• WRITTEN REQUEST 1:
In the LeMond Zurich thread, shorten the paragraph that begins "They have different frames" and keep its main facts.
• WRITTEN REQUEST 2:
Extend the forum thread comparing the 2006 and 2007 LeMond Zurich from the point where it stops.

• READING PASSAGE:
┌──

# 2006 vs 2007 LeMond Zurich



## Andy69 (Jun 14, 2008)

I'm eyeballing one or the other as a replacement for my 2001 Nevada City.

They have different frames - the 2006 is a composite carbon and steel, and the 2007 is carbon. I guess I'm just wondering if anyone has any comments or reviews or preferences on one vs the other.

thanks in advance


----------



## WhiskeyNovember (May 31, 2003)

The full carbon version is much lighter and much stiffer.


----------



## snowgor (Apr 10, 2007)

love my 07. how much is a used bike? Or did you find a new one?


----------



## cyclust (Sep 8, 2004)

└──

• INFORMATION GIVEN:
┌──

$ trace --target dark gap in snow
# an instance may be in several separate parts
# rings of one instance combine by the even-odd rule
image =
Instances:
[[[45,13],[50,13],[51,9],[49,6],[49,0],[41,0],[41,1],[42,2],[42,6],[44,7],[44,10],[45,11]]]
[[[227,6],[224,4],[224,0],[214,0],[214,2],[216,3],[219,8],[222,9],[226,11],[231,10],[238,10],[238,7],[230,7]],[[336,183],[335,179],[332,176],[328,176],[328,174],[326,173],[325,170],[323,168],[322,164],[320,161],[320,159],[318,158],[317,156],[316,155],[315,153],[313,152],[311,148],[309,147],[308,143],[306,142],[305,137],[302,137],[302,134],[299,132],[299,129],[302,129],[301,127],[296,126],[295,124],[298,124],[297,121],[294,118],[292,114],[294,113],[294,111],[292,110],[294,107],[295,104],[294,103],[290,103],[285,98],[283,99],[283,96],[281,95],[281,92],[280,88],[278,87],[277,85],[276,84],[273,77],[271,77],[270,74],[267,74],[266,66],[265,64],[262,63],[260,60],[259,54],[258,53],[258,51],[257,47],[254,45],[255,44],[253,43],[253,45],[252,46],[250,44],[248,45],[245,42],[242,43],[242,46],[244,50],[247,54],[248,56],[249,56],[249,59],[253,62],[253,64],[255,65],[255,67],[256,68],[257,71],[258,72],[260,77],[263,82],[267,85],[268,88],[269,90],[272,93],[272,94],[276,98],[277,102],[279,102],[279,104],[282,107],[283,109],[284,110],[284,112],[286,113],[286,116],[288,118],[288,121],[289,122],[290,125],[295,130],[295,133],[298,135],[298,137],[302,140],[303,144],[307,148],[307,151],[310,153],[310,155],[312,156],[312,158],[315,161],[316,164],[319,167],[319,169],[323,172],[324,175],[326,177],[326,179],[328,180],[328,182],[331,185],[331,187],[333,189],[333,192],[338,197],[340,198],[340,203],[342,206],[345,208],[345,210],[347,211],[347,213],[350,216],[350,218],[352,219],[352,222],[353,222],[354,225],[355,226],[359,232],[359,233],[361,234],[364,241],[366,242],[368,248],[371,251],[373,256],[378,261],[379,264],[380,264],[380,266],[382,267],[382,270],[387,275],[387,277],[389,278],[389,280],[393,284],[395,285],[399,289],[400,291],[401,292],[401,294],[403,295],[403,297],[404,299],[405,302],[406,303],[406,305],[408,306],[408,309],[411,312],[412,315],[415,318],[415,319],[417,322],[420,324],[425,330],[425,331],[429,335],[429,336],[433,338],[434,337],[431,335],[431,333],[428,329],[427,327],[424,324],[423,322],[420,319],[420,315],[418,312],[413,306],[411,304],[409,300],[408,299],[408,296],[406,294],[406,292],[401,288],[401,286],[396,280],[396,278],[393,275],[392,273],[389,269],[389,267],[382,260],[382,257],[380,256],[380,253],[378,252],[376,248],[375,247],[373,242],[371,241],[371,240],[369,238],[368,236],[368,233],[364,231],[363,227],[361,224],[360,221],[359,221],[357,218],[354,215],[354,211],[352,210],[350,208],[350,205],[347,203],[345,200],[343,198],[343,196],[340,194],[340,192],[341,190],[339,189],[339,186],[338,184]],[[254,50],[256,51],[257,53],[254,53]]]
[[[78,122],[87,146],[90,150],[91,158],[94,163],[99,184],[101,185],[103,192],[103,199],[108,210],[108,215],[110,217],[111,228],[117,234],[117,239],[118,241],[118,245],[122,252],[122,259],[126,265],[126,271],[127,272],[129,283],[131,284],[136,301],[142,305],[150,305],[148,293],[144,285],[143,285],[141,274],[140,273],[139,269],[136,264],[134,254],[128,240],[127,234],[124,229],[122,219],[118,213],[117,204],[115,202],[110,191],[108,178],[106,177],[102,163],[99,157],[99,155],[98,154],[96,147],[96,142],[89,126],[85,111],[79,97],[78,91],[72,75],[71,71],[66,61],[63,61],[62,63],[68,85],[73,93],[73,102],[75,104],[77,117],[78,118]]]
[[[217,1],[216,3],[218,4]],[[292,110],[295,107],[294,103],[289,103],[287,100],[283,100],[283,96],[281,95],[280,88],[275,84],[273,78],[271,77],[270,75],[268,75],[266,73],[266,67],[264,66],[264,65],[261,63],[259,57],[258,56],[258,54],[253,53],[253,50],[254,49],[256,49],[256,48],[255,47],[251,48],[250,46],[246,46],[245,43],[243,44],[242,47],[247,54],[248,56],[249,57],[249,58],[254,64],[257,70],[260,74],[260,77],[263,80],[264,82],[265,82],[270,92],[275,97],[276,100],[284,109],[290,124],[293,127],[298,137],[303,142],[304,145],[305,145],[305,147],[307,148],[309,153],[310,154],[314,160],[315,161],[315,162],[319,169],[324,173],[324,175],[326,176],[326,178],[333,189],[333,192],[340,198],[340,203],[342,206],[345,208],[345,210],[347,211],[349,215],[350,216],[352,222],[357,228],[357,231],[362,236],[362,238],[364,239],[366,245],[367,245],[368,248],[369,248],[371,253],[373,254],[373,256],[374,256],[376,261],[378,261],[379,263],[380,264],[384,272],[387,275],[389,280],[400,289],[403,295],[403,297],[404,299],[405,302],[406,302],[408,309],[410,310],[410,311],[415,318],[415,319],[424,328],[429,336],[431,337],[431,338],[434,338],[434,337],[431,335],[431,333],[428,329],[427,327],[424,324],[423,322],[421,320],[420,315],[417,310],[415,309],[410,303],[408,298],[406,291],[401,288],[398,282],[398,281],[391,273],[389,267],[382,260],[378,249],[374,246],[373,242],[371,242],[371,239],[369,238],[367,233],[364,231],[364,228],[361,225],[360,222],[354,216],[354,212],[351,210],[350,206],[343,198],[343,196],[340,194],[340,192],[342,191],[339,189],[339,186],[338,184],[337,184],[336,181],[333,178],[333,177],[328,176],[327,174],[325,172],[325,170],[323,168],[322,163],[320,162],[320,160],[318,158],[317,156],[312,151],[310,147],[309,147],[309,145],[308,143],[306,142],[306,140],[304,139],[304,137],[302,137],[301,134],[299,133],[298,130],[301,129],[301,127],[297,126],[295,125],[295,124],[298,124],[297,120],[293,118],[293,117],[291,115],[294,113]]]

└──

• TASK OUTPUT 1:
The two have different frames: the 2006 is carbon and steel, and the 2007 is all carbon. The poster asks for any comments, reviews, or preferences on either one.

• TASK OUTPUT 2:
The 2007 has a min-max frame, which has one of the nicest designs I've ever seen on a raod frame. I love the huge diamater of the downtube at the BB, the way the top tube is shaped, just everything about the dessign is great! I have '08 Buenos Aires, which uses the same frame as the Zurich but with a heavier fork. The only negative thing about the frame is the rear wheel clearance is too tight. If you runa 25 c rear tire it will lightly rub the underside of the brake bridge. But the ride quality is fantastic, it has a beautiful paint and graghics scheme, and it is light and stiff. It is a real shame they axed the Lemond line.


----------



## Andy69 (Jun 14, 2008)

snowgor said:


> love my 07. how much is a used bike? Or did you find a new one?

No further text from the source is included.